* **Directions**
Using the PCA passage, answer these questions:
1. What is the dimension of the vectors being analyzed, and what does that number correspond to?
2. Where is the eigenvector decomposition performed, and with what?
3. What result does `numpy.nansum` give for `5+nan`, and what do dataframes give?

* **Source passage**
········

### Computing PCA using RDDs

###  PCA

The vectors that we want to analyze have length, or dimension, of 365, corresponding to the number of 
days in a year.

We want to perform [Principle component analysis (PCA)](https://en.wikipedia.org/wiki/Principal_component_analysis)
on these vectors. There are two steps to this process:

1. Computing the covariance matrix: this is a  simple computation. However, it takes a long time to compute and it benefits from using an RDD because it involves all of the input vectors.
2. Computing the eigenvector decomposition. this is a more complex computation, but it takes a fraction of a second because the size to the covariance matrix is $365 \times 365$, which is quite small. We do it on the head node usin `linalg`

### Computing the covariance matrix
Suppose that the data vectors are the column vectors denoted $x$ then the covariance matrix is defined to be
$$
E(x x^T)-E(x)E(x)^T
$$

Where $x x^T$ is the **outer product** of $x$ with itself.

If the data that we have is $x_1,x_2,x_n$ then the estimates we use are:
$$
\hat{E}(x x^T) = \frac{1}{n} \sum_{i=1}^n x_i x_i^T,\;\;\;\;\;
\hat{E}(x) = \frac{1}{n} \sum_{i=1}^n x_i
$$

### `nan`s in arithmetic operations
* We store all of the measurements as single `bytearray` in a single column. Instead of using 365 columns.
* Why?
  1. Because serializing and desirializing is faster that way.
  1. Because numpy treats `nan` entries correctly:
      * In `numpy.nansum` `5+nan=5` while in dataframes `5+nan=nan`

In [1]:
import numpy as np
X=np.array([1,1,1,2])

········

* **Data rows**
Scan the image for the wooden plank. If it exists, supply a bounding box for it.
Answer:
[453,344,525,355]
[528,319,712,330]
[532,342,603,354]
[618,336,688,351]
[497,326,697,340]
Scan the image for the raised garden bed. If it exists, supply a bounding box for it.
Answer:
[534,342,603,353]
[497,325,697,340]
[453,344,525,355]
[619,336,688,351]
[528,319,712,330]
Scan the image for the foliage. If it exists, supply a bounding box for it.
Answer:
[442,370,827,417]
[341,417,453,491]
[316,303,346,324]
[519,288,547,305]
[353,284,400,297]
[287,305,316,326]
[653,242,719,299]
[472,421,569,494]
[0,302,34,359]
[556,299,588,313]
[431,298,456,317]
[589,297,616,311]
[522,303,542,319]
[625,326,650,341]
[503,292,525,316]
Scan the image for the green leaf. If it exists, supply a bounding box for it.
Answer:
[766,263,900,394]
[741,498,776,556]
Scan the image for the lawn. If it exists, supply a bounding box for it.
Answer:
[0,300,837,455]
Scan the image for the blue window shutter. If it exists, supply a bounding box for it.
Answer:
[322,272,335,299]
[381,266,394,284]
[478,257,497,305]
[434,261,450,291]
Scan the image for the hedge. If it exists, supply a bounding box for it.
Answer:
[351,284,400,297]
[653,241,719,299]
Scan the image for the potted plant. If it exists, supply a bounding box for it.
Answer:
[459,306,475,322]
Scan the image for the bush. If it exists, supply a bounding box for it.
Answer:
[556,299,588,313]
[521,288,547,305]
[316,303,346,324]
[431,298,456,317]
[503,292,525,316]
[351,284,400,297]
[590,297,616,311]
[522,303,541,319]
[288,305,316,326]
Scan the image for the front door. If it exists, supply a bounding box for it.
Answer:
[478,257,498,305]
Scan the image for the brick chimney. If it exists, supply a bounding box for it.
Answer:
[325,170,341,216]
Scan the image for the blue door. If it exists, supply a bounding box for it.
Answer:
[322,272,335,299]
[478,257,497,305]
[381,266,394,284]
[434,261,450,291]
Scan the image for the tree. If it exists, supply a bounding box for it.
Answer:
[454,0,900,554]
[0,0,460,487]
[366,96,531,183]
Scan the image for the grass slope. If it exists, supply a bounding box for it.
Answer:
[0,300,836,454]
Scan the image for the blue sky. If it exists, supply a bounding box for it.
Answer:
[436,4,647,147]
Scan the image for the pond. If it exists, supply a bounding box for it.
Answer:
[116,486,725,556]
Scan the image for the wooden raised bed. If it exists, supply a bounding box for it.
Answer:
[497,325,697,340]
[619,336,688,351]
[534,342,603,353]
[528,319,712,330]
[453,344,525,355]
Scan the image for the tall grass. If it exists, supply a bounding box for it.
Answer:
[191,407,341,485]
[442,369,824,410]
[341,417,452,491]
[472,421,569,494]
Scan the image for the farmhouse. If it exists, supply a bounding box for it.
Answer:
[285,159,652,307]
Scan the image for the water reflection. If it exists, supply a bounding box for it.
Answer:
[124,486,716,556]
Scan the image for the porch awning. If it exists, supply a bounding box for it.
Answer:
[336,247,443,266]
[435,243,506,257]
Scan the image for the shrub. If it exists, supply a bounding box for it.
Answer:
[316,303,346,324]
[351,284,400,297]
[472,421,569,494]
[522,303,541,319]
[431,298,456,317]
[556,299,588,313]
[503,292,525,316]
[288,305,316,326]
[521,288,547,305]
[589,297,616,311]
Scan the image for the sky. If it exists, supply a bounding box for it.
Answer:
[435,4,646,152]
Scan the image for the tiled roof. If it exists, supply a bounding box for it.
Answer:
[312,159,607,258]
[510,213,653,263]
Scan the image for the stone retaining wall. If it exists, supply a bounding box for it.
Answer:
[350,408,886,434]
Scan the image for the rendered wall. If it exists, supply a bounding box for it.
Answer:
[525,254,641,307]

········

* **Completed exercise**
1. The dimension is 365, which corresponds to the number of days in a year.
2. It is performed on the head node using `linalg`.
3. `numpy.nansum` gives 5, while dataframes give `nan`.